### Exercise instructions
Repeat word for word the part of the passage on the court's duty-of-care ruling between "But foreseeability alone, the" and "to give up.", inclusive.

### Passage to read
::::::::
But foreseeability alone, the court said, was not sufficient to establish a duty.

The rationale for imposing a duty of care to Ms. Doe could apply to all sexual partners of employees, Judge Irma S. Raker wrote for the court. Such a duty could conceivably extend to any person contracting HIV from an employee, through any means - rendering tort law unmanageable, the court noted.

The law does not countenance the imposition of such a broad and indeterminate duty of care, Raker wrote.

The court saw no legitimate reason to distinguish married plaintiffs from others and refused to find a duty limited to spouses, as Jane Doe's attorney, Stephen B. Mercer, had proposed.

But a disappointed Mercer said yesterday that line-drawing questions shouldn't cause a court to give up.

Courts are confronted with the need to draw lines all the time, Mercer said - noting that in DES (diethylstilbestrol) litigation, brought by descendants of women who took the drug, some courts have allowed grandchildren to recover but not great-grandchildren.
::::::::
### Records shown
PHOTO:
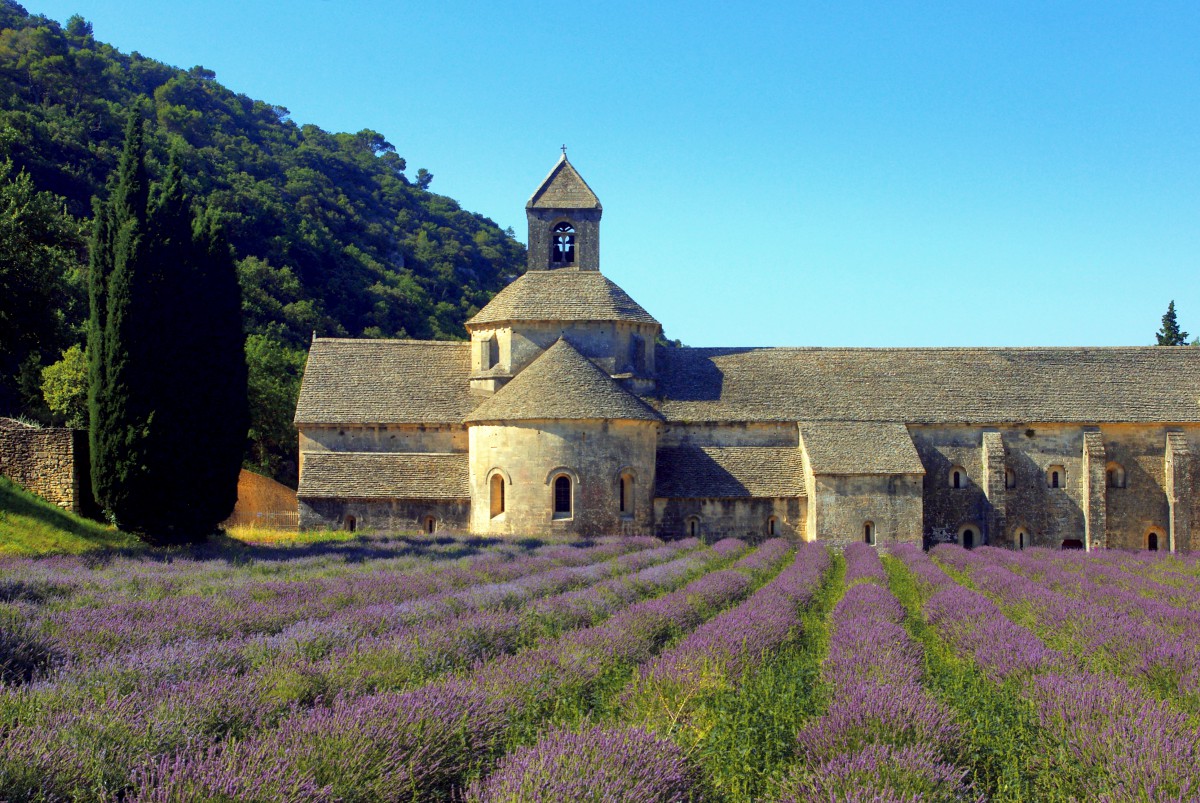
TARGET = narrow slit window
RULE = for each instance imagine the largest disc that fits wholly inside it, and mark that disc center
(497, 495)
(563, 496)
(1056, 477)
(562, 245)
::::::::
### Task result
But foreseeability alone, the court said, was not sufficient to establish a duty.

The rationale for imposing a duty of care to Ms. Doe could apply to all sexual partners of employees, Judge Irma S. Raker wrote for the court. Such a duty could conceivably extend to any person contracting HIV from an employee, through any means - rendering tort law unmanageable, the court noted.

The law does not countenance the imposition of such a broad and indeterminate duty of care, Raker wrote.

The court saw no legitimate reason to distinguish married plaintiffs from others and refused to find a duty limited to spouses, as Jane Doe's attorney, Stephen B. Mercer, had proposed.

But a disappointed Mercer said yesterday that line-drawing questions shouldn't cause a court to give up.